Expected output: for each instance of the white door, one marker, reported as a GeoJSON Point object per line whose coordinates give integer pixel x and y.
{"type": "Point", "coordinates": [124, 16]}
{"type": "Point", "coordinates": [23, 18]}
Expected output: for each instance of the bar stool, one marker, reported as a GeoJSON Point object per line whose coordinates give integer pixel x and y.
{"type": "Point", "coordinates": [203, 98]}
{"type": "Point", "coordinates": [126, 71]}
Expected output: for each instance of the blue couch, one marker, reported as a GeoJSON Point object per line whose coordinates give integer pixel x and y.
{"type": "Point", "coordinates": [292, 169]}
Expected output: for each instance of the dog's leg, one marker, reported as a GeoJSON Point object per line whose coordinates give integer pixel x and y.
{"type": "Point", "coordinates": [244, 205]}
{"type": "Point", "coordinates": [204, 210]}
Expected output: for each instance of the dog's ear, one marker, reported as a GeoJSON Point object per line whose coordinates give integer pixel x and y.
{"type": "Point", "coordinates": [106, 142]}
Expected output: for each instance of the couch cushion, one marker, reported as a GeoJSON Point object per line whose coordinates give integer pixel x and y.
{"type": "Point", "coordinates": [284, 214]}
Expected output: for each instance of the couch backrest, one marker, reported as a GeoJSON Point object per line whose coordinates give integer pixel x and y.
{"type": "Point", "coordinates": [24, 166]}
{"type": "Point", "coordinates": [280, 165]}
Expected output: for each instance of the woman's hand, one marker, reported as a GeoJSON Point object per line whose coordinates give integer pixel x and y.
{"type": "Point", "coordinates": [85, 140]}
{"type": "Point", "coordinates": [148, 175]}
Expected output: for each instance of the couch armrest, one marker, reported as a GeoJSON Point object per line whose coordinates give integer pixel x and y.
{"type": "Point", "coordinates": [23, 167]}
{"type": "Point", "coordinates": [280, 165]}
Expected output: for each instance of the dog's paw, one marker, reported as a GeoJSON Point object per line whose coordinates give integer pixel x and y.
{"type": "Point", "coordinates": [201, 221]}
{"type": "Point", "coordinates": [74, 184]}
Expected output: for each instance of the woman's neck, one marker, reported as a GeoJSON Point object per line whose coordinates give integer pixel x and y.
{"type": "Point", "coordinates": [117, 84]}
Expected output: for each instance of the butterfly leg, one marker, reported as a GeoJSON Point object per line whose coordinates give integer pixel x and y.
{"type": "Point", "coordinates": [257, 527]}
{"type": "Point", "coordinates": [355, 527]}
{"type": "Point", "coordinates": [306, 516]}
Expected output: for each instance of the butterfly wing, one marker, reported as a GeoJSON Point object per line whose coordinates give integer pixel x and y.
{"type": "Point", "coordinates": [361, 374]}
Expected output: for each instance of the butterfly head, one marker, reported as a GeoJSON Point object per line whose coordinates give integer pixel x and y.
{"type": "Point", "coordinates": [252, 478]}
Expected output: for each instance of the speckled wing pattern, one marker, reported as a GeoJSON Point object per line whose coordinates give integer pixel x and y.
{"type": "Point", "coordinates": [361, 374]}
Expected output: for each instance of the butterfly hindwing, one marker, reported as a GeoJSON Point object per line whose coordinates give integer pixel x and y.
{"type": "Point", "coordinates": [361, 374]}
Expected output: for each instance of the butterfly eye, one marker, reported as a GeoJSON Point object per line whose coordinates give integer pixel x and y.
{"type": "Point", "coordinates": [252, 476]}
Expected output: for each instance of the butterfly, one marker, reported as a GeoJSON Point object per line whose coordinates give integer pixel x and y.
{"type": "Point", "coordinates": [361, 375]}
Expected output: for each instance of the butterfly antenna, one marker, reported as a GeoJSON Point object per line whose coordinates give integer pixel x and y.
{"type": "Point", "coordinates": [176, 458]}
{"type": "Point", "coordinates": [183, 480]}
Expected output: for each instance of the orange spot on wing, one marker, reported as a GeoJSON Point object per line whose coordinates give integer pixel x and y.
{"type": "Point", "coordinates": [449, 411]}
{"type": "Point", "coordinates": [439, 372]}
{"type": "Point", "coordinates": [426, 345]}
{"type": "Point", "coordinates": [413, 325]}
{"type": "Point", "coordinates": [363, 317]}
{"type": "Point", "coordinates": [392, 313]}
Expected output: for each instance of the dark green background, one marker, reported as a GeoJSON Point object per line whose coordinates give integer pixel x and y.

-=-=-=-=-

§ What you have to do: Could you switch every "Expected output" to "Required output" in all the items above and give them again with everything else left unchanged?

§ Answer to this exercise:
Required output: for each instance of the white door, one marker, reported as a GeoJSON Point object per line whose coordinates give integer pixel x and y.
{"type": "Point", "coordinates": [124, 16]}
{"type": "Point", "coordinates": [23, 18]}
Required output: for each instance of the bar stool, one marker, reported as a GeoJSON Point object per line whose coordinates give integer pixel x and y.
{"type": "Point", "coordinates": [203, 98]}
{"type": "Point", "coordinates": [126, 71]}
Required output: for each instance of the blue couch, one marker, reported as a GeoJSON Point object per line whose coordinates give integer pixel x and y.
{"type": "Point", "coordinates": [292, 169]}
Required output: for each instance of the dog's leg, one marker, reported as a GeoJSON Point object per line whose coordinates give integer pixel x and y.
{"type": "Point", "coordinates": [244, 205]}
{"type": "Point", "coordinates": [204, 210]}
Required output: for each instance of the dog's ear, one marker, reported as a GeoJSON Point object per line whose coordinates give integer pixel x and y.
{"type": "Point", "coordinates": [106, 142]}
Required output: for each instance of the couch cushion, one marker, reported as a GeoJSON Point object per line whose coordinates give integer pixel x and y.
{"type": "Point", "coordinates": [284, 214]}
Required output: for each instance of the couch backrest, one marker, reported as a GeoJSON Point object per line whose coordinates give integer pixel x and y.
{"type": "Point", "coordinates": [24, 166]}
{"type": "Point", "coordinates": [280, 165]}
Required output: for each instance of the woman's hand, one marker, reported as a GeoJSON Point object per line whose coordinates give integer pixel x and y.
{"type": "Point", "coordinates": [85, 140]}
{"type": "Point", "coordinates": [148, 175]}
Required output: for each instance of the couch armrest, one marker, reported as a GeoJSON Point object per line whose coordinates give integer pixel x and y.
{"type": "Point", "coordinates": [23, 167]}
{"type": "Point", "coordinates": [280, 165]}
Required output: for each instance of the dog's paw, one marker, reported as a GeoJSON Point object per line whose coordinates give integer pixel x and y.
{"type": "Point", "coordinates": [201, 221]}
{"type": "Point", "coordinates": [74, 184]}
Required output: for each instance of the woman's neck, one marker, reported as a GeoJSON Point object per line whose coordinates give integer pixel x and y.
{"type": "Point", "coordinates": [117, 84]}
Required output: for each instance of the butterfly leg, one marker, reported as a GeoJSON Point object per line whose coordinates give integer pixel x and y.
{"type": "Point", "coordinates": [257, 527]}
{"type": "Point", "coordinates": [355, 527]}
{"type": "Point", "coordinates": [306, 516]}
Required output: for each instance of the butterfly wing, one marker, reported as a GeoJSON Point object per line whose coordinates give integer pixel x and y.
{"type": "Point", "coordinates": [361, 374]}
Required output: for each instance of the butterfly head, one marker, reported as a GeoJSON Point object per line whose coordinates give integer pixel x and y.
{"type": "Point", "coordinates": [252, 478]}
Required output: for each instance of the speckled wing pattern, one marker, reported as a GeoJSON Point object per line whose coordinates give integer pixel x and y.
{"type": "Point", "coordinates": [361, 374]}
Required output: for each instance of the butterfly hindwing, one marker, reported as a GeoJSON Point object per line whose coordinates give integer pixel x and y.
{"type": "Point", "coordinates": [361, 374]}
Required output: for each instance of the butterfly eye, one marker, reported as a GeoJSON Point object per line whose coordinates give integer pixel x and y.
{"type": "Point", "coordinates": [252, 476]}
Required output: for each instance of the butterfly, one marker, reported as a GeoJSON Point object per line whose coordinates give integer pixel x and y.
{"type": "Point", "coordinates": [361, 375]}
Required output: for each instance of the butterfly antenna, one marker, reported as a GeoJSON Point object per line whose coordinates give integer pixel x and y.
{"type": "Point", "coordinates": [176, 458]}
{"type": "Point", "coordinates": [183, 480]}
Required output: for each instance of the orange spot on wing, one marker, reported as a GeoJSON Point object per line whose coordinates give integer pixel x and y.
{"type": "Point", "coordinates": [449, 411]}
{"type": "Point", "coordinates": [439, 372]}
{"type": "Point", "coordinates": [426, 345]}
{"type": "Point", "coordinates": [413, 325]}
{"type": "Point", "coordinates": [363, 317]}
{"type": "Point", "coordinates": [392, 313]}
Required output: for each instance of the dark green background, one marker, reported as a GeoJSON Point object per line whose coordinates give integer pixel x and y.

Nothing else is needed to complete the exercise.